> **EXERCISE REQUIREMENTS**
The expected answer is every line of the material, reproduced exactly.

[Start of section]

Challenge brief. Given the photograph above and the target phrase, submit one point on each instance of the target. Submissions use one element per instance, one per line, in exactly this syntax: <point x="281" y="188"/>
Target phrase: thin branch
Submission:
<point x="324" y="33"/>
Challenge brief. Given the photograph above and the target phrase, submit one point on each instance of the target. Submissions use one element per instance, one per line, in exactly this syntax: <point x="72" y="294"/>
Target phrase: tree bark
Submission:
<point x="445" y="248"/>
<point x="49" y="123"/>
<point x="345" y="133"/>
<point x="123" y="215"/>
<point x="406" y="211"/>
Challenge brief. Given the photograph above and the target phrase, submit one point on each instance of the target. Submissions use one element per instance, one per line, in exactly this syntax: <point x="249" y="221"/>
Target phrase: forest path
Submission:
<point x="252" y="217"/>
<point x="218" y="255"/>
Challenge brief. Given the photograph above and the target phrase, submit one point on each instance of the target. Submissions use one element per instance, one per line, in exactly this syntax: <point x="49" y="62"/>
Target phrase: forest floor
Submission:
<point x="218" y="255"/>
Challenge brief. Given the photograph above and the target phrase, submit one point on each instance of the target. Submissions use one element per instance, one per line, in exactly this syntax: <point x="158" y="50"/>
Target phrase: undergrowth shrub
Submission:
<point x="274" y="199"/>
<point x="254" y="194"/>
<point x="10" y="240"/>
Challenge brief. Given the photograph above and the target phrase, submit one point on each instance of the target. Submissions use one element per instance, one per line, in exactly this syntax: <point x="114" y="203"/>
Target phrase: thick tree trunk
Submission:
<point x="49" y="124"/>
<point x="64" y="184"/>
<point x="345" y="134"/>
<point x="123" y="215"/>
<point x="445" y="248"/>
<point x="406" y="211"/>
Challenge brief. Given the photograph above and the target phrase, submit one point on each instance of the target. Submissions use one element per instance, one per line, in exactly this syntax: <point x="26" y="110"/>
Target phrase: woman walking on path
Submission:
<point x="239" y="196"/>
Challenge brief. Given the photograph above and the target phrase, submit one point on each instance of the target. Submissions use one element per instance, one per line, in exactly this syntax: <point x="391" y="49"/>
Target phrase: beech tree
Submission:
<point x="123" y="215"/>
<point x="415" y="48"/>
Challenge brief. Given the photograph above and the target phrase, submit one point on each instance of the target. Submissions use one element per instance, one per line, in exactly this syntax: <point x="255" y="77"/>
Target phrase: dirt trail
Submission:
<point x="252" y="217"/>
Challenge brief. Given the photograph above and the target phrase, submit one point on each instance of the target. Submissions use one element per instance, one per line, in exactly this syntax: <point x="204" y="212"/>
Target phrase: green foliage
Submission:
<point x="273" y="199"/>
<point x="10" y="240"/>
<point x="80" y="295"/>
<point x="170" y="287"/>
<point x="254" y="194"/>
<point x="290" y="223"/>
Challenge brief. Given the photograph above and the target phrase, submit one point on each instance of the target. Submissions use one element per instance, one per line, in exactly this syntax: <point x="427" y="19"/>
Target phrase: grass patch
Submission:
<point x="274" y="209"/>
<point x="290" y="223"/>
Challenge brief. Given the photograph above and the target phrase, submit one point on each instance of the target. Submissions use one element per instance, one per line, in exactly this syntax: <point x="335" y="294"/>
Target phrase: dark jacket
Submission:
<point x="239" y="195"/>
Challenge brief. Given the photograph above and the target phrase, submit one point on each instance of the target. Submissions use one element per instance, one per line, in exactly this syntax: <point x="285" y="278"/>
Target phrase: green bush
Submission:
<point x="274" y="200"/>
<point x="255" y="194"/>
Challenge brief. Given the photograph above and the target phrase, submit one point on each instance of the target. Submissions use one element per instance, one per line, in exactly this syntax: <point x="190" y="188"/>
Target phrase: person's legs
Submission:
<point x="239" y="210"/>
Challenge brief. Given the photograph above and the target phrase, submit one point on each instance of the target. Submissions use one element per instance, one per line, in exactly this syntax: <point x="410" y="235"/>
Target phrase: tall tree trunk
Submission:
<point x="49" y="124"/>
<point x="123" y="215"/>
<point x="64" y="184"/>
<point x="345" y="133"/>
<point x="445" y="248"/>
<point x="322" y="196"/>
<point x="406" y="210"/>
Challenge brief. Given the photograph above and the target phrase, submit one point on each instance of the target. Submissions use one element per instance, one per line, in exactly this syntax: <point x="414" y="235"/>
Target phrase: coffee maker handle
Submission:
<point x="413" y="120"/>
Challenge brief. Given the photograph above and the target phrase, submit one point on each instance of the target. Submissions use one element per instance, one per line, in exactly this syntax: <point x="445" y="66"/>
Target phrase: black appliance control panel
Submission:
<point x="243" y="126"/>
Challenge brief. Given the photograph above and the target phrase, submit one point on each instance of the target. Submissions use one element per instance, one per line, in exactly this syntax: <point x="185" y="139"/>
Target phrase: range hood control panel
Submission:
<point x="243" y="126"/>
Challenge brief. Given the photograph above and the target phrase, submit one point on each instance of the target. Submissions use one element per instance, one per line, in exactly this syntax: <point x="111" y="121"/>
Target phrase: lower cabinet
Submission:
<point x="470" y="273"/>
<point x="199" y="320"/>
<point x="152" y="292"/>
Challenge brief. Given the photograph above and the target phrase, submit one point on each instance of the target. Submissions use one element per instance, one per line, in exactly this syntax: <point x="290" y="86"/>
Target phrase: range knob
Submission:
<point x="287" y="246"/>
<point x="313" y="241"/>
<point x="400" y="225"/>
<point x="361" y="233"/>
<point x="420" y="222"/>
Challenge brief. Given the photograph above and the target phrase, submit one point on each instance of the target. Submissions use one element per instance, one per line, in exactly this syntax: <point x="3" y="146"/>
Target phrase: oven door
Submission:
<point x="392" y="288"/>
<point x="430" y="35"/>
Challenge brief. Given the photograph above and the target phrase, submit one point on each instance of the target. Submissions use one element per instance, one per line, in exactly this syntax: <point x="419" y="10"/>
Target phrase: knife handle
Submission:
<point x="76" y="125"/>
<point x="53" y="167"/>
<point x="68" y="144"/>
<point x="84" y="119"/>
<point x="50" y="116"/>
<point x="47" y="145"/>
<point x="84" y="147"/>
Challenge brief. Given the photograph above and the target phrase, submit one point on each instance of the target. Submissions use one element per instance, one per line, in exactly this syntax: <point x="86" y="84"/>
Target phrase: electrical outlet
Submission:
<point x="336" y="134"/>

[End of section]

> **ANSWER BOX**
Challenge brief. Given the photograph above and the target phrase, submit one point on each instance of the target. Submissions use one element per instance, one per line, in exactly this syntax: <point x="281" y="188"/>
Target phrase: thin branch
Submission:
<point x="324" y="33"/>
Challenge brief. Given the photograph above and the target phrase, submit one point on each instance of the target. Submissions use one element per instance, one per line, in exactly this syntax: <point x="72" y="294"/>
Target phrase: tree bark
Submission:
<point x="445" y="248"/>
<point x="49" y="123"/>
<point x="345" y="133"/>
<point x="123" y="215"/>
<point x="406" y="211"/>
Challenge brief. Given the photograph above and the target phrase, submit one point on each instance of the target. Submissions use one element per instance, one per line, in exactly this syntax: <point x="249" y="221"/>
Target phrase: forest path
Submission:
<point x="252" y="217"/>
<point x="218" y="255"/>
Challenge brief. Given the photograph above and the target phrase, submit one point on each instance of the target. Submissions use one element per instance, one per line, in exactly this syntax: <point x="49" y="62"/>
Target phrase: forest floor
Submission:
<point x="218" y="255"/>
Challenge brief. Given the photograph above and the target phrase, submit one point on each instance of the target. Submissions use one element per instance, one per line, in exactly this syntax: <point x="158" y="50"/>
Target phrase: undergrowth shrub
Submission:
<point x="274" y="199"/>
<point x="254" y="194"/>
<point x="10" y="240"/>
Challenge brief. Given the photograph above and the target phrase, submit one point on each instance of the target. Submissions use one element per instance, one per line, in exactly this syntax: <point x="114" y="203"/>
Target phrase: thick tree trunk
Submission:
<point x="49" y="124"/>
<point x="64" y="184"/>
<point x="345" y="134"/>
<point x="123" y="215"/>
<point x="445" y="248"/>
<point x="406" y="211"/>
Challenge brief. Given the photograph above and the target phrase, submit one point on each instance of the target. Submissions use one element per instance, one per line, in exactly this syntax: <point x="26" y="110"/>
Target phrase: woman walking on path
Submission:
<point x="239" y="196"/>
Challenge brief. Given the photograph above and the target phrase, submit one point on each instance of the target. Submissions use one element per instance, one per line, in exactly this syntax: <point x="391" y="49"/>
Target phrase: beech tree
Submission:
<point x="123" y="215"/>
<point x="415" y="48"/>
Challenge brief. Given the photograph above and the target phrase, submit one point on each instance of the target. Submissions use one element per instance, one per line, in exactly this syntax: <point x="255" y="77"/>
Target phrase: dirt trail
Submission:
<point x="252" y="217"/>
Challenge brief. Given the photograph above and the target phrase, submit one point on each instance of the target. Submissions use one element per instance, one per line, in exactly this syntax: <point x="204" y="212"/>
Target phrase: green foliage
Submission:
<point x="273" y="199"/>
<point x="10" y="240"/>
<point x="80" y="295"/>
<point x="170" y="287"/>
<point x="254" y="194"/>
<point x="290" y="223"/>
Challenge brief. Given the photograph above and the target phrase, submit one point on each instance of the target. Submissions use one element per instance, one per line, in exactly this syntax: <point x="427" y="19"/>
Target phrase: grass patch
Submission:
<point x="274" y="209"/>
<point x="290" y="223"/>
Challenge brief. Given the photograph above and the target phrase, submit one point on each instance of the target. Submissions use one element per instance, one per line, in exactly this syntax: <point x="335" y="294"/>
Target phrase: dark jacket
Submission:
<point x="239" y="195"/>
Challenge brief. Given the photograph above and the target phrase, submit one point on each instance of the target. Submissions use one element per instance, one per line, in exactly this syntax: <point x="285" y="278"/>
Target phrase: green bush
Submission:
<point x="274" y="200"/>
<point x="255" y="194"/>
Challenge brief. Given the photograph above and the target phrase, submit one point on each instance of the target. Submissions use one element per instance, one per line, in exactly this syntax: <point x="190" y="188"/>
Target phrase: person's legs
Submission:
<point x="239" y="210"/>
Challenge brief. Given the photograph above and the target phrase, submit one point on each instance of the target. Submissions use one element per instance, one per line, in exactly this syntax: <point x="410" y="235"/>
Target phrase: tall tree trunk
Submission:
<point x="49" y="124"/>
<point x="123" y="215"/>
<point x="64" y="184"/>
<point x="345" y="133"/>
<point x="445" y="248"/>
<point x="322" y="196"/>
<point x="406" y="210"/>
Challenge brief. Given the photograph above and the target phrase, submit one point on each instance of the target. Submissions use one element per instance, one per line, in exactly this syntax: <point x="414" y="235"/>
Target phrase: coffee maker handle
Submission:
<point x="413" y="120"/>
Challenge brief. Given the photograph above and the target phrase, submit one point on each instance of the target. Submissions use one element per instance, one per line, in exactly this syntax: <point x="445" y="66"/>
Target phrase: black appliance control panel
Submission:
<point x="243" y="126"/>
Challenge brief. Given the photograph above and the target phrase, submit one point on each instance of the target. Submissions use one element per instance, one per line, in exactly this syntax: <point x="185" y="139"/>
Target phrase: range hood control panel
Submission:
<point x="243" y="126"/>
Challenge brief. Given the photograph above and the target phrase, submit one point on each instance of the target. Submissions use one element per instance, one per line, in exactly this syntax: <point x="111" y="121"/>
Target phrase: lower cabinet
Submission:
<point x="470" y="273"/>
<point x="199" y="320"/>
<point x="152" y="292"/>
Challenge brief. Given the photograph above and the target phrase, submit one point on each instance of the target. Submissions use one element per instance, one per line, in exactly this syntax: <point x="290" y="86"/>
Target phrase: range knob
Submission:
<point x="287" y="246"/>
<point x="313" y="241"/>
<point x="400" y="225"/>
<point x="361" y="233"/>
<point x="420" y="222"/>
Challenge brief. Given the photograph above and the target phrase, submit one point on each instance of the target. Submissions use one element per instance, one per line, in exactly this syntax: <point x="3" y="146"/>
Target phrase: oven door
Submission:
<point x="392" y="288"/>
<point x="430" y="35"/>
Challenge brief. Given the photograph above and the target phrase, submit one point on each instance of the target. Submissions use one element per instance, one per line, in exactly this syntax: <point x="419" y="10"/>
Target phrase: knife handle
Submission:
<point x="76" y="125"/>
<point x="53" y="167"/>
<point x="68" y="144"/>
<point x="84" y="119"/>
<point x="50" y="116"/>
<point x="47" y="145"/>
<point x="84" y="147"/>
Challenge brief. Given the photograph above and the target phrase, submit one point on each instance of the target. Submissions use one element per instance, one per line, in exactly this syntax: <point x="86" y="84"/>
Target phrase: electrical outlet
Submission:
<point x="336" y="134"/>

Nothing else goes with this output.